Items from a dataset
= = = = =

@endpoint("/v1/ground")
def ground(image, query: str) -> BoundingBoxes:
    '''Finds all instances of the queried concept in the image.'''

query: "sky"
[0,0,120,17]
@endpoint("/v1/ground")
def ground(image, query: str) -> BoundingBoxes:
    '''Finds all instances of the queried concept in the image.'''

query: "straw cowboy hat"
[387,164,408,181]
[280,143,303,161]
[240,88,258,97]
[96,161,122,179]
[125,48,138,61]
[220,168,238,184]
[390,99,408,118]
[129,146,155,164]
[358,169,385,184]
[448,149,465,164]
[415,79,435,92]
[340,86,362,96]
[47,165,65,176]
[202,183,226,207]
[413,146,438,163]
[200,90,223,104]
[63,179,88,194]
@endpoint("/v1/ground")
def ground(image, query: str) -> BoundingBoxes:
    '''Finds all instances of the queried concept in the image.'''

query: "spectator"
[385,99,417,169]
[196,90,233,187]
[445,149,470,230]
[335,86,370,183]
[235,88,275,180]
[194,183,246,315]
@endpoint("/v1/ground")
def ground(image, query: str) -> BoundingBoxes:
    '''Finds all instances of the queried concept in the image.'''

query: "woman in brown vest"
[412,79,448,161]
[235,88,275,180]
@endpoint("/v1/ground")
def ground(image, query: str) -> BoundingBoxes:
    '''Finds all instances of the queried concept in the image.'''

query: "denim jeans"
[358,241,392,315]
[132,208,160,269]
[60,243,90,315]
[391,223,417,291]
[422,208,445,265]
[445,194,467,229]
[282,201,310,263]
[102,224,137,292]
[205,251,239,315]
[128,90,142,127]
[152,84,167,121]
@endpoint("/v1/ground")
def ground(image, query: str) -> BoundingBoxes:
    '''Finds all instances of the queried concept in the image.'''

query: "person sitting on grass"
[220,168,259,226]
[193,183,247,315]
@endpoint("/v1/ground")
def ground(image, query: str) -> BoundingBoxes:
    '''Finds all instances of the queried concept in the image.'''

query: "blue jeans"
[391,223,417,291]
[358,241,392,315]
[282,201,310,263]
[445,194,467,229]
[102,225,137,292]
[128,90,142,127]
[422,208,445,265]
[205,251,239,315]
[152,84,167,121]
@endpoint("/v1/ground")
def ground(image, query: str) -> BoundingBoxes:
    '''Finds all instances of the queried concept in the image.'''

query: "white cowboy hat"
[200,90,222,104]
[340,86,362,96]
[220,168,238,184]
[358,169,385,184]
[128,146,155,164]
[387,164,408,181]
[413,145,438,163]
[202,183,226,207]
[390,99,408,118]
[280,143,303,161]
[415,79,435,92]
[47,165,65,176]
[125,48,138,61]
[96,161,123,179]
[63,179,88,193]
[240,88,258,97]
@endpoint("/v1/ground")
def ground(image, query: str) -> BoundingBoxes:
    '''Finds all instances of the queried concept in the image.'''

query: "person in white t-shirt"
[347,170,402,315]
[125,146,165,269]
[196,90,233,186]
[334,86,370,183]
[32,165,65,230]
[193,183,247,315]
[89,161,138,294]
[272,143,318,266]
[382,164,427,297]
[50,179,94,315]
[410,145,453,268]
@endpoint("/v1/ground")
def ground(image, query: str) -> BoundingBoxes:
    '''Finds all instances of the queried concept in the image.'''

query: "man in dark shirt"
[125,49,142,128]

= = = = =

### Work instructions
Transcribe, character for character, the lines running from the start of the entries through the line that contains "[0,0,120,17]", including that line.

### Answer to the exercise
@endpoint("/v1/ground")
def ground(image, query: str) -> BoundingBoxes:
    '''Finds all instances of the queried concept in the image.'''

query: "sky"
[0,0,120,17]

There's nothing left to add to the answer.